Please return the lines of the material below exactly as they appear, from the line with "Target object class for this labeling batch: driver" up to and including the line with "11, 15, 132, 175".

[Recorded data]
-=-=-

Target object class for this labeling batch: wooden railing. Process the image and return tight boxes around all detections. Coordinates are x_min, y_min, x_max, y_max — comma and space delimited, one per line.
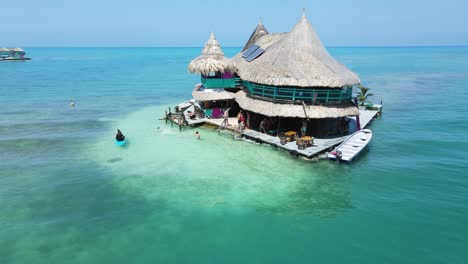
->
201, 77, 353, 103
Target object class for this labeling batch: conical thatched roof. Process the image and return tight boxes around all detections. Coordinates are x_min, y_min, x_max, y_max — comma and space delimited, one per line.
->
233, 15, 360, 87
242, 20, 269, 51
188, 33, 232, 75
235, 91, 359, 119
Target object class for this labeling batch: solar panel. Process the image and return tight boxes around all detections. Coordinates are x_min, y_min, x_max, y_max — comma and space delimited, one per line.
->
245, 49, 265, 62
242, 44, 260, 58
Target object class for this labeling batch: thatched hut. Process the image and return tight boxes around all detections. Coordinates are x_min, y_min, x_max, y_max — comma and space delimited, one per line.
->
189, 12, 360, 135
188, 33, 232, 76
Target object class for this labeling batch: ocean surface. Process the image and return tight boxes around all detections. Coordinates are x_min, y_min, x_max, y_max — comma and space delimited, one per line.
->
0, 47, 468, 264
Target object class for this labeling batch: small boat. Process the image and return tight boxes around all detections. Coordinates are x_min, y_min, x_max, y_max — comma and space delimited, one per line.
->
328, 129, 372, 162
115, 140, 127, 147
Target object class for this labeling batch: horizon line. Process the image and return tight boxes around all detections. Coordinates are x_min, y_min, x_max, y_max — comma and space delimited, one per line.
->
15, 44, 468, 49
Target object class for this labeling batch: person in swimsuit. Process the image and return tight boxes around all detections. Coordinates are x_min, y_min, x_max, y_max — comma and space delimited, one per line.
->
115, 129, 125, 142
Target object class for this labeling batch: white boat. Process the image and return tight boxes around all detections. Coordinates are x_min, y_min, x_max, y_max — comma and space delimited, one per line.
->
328, 129, 372, 162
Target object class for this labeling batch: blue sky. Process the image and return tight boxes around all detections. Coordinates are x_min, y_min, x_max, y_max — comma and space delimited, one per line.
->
0, 0, 468, 47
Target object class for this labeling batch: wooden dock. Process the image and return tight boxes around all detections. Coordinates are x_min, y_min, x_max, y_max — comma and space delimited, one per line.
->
166, 106, 381, 159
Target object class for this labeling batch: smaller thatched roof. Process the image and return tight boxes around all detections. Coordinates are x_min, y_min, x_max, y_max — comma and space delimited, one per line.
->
236, 91, 359, 119
192, 84, 236, 101
242, 20, 269, 51
188, 33, 232, 75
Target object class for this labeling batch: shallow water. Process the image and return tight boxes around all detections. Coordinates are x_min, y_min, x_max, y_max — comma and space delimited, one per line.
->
0, 48, 468, 264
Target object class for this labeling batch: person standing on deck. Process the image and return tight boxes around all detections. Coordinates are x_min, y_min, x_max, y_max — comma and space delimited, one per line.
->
224, 109, 229, 127
259, 118, 266, 134
301, 120, 307, 137
237, 111, 242, 131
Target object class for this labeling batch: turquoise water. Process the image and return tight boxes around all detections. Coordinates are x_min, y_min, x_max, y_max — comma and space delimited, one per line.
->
0, 48, 468, 264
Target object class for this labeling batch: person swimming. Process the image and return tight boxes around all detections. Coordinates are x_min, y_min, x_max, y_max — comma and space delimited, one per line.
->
115, 129, 125, 141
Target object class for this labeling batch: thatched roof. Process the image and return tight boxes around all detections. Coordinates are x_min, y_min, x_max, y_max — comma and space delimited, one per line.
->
188, 33, 232, 75
233, 15, 360, 87
242, 20, 269, 51
192, 84, 236, 101
236, 91, 359, 119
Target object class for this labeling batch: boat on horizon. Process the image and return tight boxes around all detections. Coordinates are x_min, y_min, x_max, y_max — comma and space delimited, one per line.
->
0, 48, 31, 61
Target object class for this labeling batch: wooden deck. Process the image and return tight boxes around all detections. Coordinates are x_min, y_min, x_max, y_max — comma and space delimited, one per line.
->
205, 110, 378, 158
167, 105, 379, 158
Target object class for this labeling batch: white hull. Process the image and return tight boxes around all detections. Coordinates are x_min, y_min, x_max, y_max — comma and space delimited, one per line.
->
328, 129, 372, 162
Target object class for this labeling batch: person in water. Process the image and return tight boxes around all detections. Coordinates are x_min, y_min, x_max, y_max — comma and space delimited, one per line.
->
115, 129, 125, 141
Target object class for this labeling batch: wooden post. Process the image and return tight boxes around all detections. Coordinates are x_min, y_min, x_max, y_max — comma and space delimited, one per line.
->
276, 116, 281, 137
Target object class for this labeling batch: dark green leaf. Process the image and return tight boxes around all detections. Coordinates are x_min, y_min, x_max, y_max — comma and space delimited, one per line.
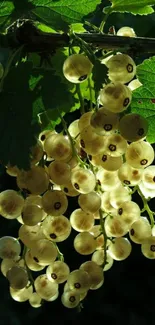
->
104, 0, 155, 15
31, 0, 101, 30
0, 62, 40, 169
131, 56, 155, 143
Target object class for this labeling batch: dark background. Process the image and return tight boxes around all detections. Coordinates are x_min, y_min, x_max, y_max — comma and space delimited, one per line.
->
0, 1, 155, 325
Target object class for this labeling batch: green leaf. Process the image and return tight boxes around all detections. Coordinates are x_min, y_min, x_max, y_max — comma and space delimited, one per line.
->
0, 62, 40, 169
131, 56, 155, 143
31, 68, 75, 129
104, 0, 155, 15
0, 1, 14, 26
92, 59, 108, 99
31, 0, 101, 30
0, 1, 15, 17
71, 23, 86, 33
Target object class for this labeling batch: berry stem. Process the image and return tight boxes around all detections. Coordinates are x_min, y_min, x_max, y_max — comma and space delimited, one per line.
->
88, 77, 93, 111
136, 185, 154, 228
53, 242, 64, 262
76, 84, 85, 115
99, 7, 112, 34
99, 209, 107, 268
57, 108, 87, 167
0, 45, 24, 93
22, 245, 35, 291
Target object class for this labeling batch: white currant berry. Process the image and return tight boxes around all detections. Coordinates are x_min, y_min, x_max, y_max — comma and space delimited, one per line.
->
63, 54, 93, 83
106, 54, 136, 84
99, 82, 132, 113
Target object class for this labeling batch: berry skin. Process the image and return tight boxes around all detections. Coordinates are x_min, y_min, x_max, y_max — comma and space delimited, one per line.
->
99, 82, 132, 113
63, 54, 93, 83
106, 54, 136, 84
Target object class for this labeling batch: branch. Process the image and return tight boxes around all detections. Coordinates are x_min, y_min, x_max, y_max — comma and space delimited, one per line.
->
0, 20, 155, 55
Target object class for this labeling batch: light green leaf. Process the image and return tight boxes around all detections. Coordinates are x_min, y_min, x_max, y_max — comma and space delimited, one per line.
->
131, 56, 155, 143
104, 0, 155, 15
30, 0, 101, 30
71, 23, 86, 33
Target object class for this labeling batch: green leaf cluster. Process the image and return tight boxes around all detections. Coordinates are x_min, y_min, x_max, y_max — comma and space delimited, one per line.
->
131, 56, 155, 143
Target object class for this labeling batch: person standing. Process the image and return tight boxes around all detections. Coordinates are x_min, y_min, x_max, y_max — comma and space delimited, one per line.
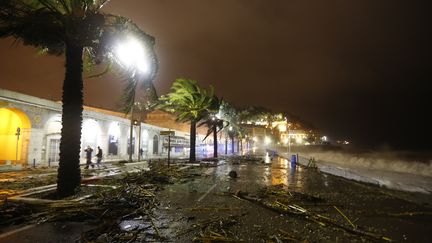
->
84, 146, 94, 169
96, 146, 103, 168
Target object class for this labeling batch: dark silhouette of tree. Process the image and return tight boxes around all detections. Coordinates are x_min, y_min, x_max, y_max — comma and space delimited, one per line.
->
0, 0, 157, 196
158, 78, 218, 162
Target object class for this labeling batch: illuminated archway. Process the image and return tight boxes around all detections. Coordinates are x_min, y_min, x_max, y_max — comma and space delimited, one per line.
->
45, 114, 62, 165
108, 122, 121, 155
0, 108, 31, 164
81, 119, 101, 158
153, 135, 159, 154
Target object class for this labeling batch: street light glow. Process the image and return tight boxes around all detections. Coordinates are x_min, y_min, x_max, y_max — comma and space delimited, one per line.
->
115, 37, 150, 74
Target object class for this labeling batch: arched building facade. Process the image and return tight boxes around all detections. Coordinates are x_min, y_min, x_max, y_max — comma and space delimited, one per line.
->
0, 89, 211, 169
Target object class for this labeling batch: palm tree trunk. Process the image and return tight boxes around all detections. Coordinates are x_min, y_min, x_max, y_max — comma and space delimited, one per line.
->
189, 120, 196, 162
57, 44, 83, 196
213, 126, 217, 158
231, 136, 234, 154
225, 136, 228, 154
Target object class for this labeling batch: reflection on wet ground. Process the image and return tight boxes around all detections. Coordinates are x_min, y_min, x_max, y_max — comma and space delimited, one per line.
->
159, 157, 432, 242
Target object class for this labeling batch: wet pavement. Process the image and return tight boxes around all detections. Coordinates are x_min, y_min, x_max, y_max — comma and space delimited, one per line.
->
0, 157, 432, 242
155, 158, 432, 242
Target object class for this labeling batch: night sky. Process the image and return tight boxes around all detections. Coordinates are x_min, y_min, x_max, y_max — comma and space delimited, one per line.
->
0, 0, 432, 149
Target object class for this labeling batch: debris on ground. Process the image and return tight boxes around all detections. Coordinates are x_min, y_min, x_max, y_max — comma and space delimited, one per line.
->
228, 170, 238, 179
231, 185, 391, 241
0, 163, 197, 242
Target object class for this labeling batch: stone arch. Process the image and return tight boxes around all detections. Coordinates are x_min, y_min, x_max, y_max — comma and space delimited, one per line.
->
43, 114, 63, 165
0, 108, 31, 164
81, 119, 101, 158
153, 135, 159, 154
107, 122, 121, 155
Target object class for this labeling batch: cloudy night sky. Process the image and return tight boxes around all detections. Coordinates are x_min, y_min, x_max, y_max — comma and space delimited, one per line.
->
0, 0, 432, 149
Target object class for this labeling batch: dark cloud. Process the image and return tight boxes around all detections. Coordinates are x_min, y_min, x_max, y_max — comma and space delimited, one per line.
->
0, 0, 432, 148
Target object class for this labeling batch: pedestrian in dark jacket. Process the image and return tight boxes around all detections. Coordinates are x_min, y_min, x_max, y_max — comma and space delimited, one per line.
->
96, 146, 103, 168
84, 146, 94, 169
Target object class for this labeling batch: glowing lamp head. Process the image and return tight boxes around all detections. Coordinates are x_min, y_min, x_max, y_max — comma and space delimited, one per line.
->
115, 37, 150, 74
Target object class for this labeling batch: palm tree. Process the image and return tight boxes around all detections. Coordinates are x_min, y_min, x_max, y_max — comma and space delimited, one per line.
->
198, 97, 229, 158
221, 102, 241, 154
0, 0, 156, 196
159, 78, 218, 162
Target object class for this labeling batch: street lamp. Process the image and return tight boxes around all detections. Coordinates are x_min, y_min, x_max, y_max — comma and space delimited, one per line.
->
114, 37, 150, 162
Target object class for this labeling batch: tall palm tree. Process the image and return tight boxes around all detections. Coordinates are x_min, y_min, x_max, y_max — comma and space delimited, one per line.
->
198, 97, 229, 158
0, 0, 156, 196
159, 78, 218, 162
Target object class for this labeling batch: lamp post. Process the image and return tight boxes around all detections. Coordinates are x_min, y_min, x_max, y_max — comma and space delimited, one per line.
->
115, 37, 150, 162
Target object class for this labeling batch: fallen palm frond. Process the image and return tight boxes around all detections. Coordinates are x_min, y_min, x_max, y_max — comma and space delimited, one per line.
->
333, 206, 357, 229
236, 192, 391, 241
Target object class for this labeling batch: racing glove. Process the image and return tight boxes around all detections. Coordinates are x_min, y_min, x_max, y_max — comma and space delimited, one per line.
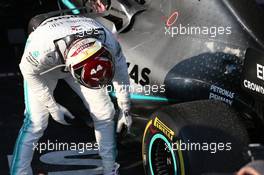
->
116, 109, 132, 133
50, 104, 75, 125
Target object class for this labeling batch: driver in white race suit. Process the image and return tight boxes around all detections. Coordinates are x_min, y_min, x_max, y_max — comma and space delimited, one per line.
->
11, 15, 132, 175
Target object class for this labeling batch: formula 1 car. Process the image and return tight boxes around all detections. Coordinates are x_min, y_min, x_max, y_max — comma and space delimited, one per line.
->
27, 0, 264, 175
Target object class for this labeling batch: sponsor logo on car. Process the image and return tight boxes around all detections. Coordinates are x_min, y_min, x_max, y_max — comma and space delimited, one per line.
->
154, 117, 175, 141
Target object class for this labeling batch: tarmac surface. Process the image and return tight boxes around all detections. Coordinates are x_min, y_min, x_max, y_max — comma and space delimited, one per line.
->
0, 75, 144, 175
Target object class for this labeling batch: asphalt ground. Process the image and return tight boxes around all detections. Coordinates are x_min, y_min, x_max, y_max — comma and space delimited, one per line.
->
0, 75, 144, 175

-=-=-

_CORRECT OUTPUT_.
Target object class for this labeling batch: driver in white race suit. Process the image and return tight boxes around all detections. Coordinates are x_min, y_min, x_max, y_max — comma and space delimited, one per line.
->
11, 15, 132, 175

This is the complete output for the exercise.